[Extrait de page]:
La déclaration d’impôts sur papier devait être envoyée pour ce mardi 30 juin. Tax-on-web, ce sera pour la mi-juillet

En 2019, les contribuables ont encore bénéficié des effets du tax shift, qui prévoit un allègement de la taxation sur le travail. De plus, cette année, la déclaration de revenus présente peu de changements par rapport à celle de 2019. C’est peut-être un avantage de l’impasse politique au niveau fédéral. En affaires courantes, le gouvernement n’a pris que très peu décisions en matière fiscale.

Cela se traduira donc encore dans notre déclaration 2020 selon Sabrina Scarna avocate fiscaliste chez Tetra Law Elle était l’invitée de Matin Première : "Cette année encore nous bénéficierons du tax shift, qui consiste à augmenter les bases d’imposition de base. Concrètement pour les ménages cela peut représenter un gain jusqu’à 170 euros pour une personne qui gagne 2000 euros. Malheureusement je crains que ça ne durera pas, mais le tax shift a amorcé la diminution de la taxation sur le travail et je crois qu’il faut continuer".

Un impôt sur les grosses fortunes? 

Le déficit budgétaire est abyssal. La relance s’annonce très compliquée avec une dépression de 10% du PIB : 50 milliards de création de richesse en moins. Où trouver l’argent ?

Comme à chaque fois l’idée d’une taxe sur les grosses fortunes fait son chemin, "on peut tout à fait envisager cette option mais il faudra offrir des garanties. Aujourd’hui, l’État belge doit être en mesure de dire qu’il va instaurer une taxe sur les plus fortunés, mais il faut expliquer que ce sera une taxe ponctuelle et expliquer concrètement les effets de cette taxation. Cet argent doit avoir un objectif et les autorités doivent être en mesure d’expliquer cet objectif" affirme l’avocate fiscaliste. En ce temps de crise il serait donc normal que les plus riches participent au redressement mais selon elle, ce doit être exceptionnel "il faut surtout expliquer l’utilité de cet impôt".

[Consigne]:
Citez intégralement le texte sur la déclaration d'impôts, sans rien y changer. Le matériel ci-dessous est sans rapport avec le texte sur la déclaration d'impôts.

[Données fournies]:
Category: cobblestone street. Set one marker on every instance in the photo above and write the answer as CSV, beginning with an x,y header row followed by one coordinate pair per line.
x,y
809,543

[Solution]:
La déclaration d’impôts sur papier devait être envoyée pour ce mardi 30 juin. Tax-on-web, ce sera pour la mi-juillet

En 2019, les contribuables ont encore bénéficié des effets du tax shift, qui prévoit un allègement de la taxation sur le travail. De plus, cette année, la déclaration de revenus présente peu de changements par rapport à celle de 2019. C’est peut-être un avantage de l’impasse politique au niveau fédéral. En affaires courantes, le gouvernement n’a pris que très peu décisions en matière fiscale.

Cela se traduira donc encore dans notre déclaration 2020 selon Sabrina Scarna avocate fiscaliste chez Tetra Law Elle était l’invitée de Matin Première : "Cette année encore nous bénéficierons du tax shift, qui consiste à augmenter les bases d’imposition de base. Concrètement pour les ménages cela peut représenter un gain jusqu’à 170 euros pour une personne qui gagne 2000 euros. Malheureusement je crains que ça ne durera pas, mais le tax shift a amorcé la diminution de la taxation sur le travail et je crois qu’il faut continuer".

Un impôt sur les grosses fortunes? 

Le déficit budgétaire est abyssal. La relance s’annonce très compliquée avec une dépression de 10% du PIB : 50 milliards de création de richesse en moins. Où trouver l’argent ?

Comme à chaque fois l’idée d’une taxe sur les grosses fortunes fait son chemin, "on peut tout à fait envisager cette option mais il faudra offrir des garanties. Aujourd’hui, l’État belge doit être en mesure de dire qu’il va instaurer une taxe sur les plus fortunés, mais il faut expliquer que ce sera une taxe ponctuelle et expliquer concrètement les effets de cette taxation. Cet argent doit avoir un objectif et les autorités doivent être en mesure d’expliquer cet objectif" affirme l’avocate fiscaliste. En ce temps de crise il serait donc normal que les plus riches participent au redressement mais selon elle, ce doit être exceptionnel "il faut surtout expliquer l’utilité de cet impôt".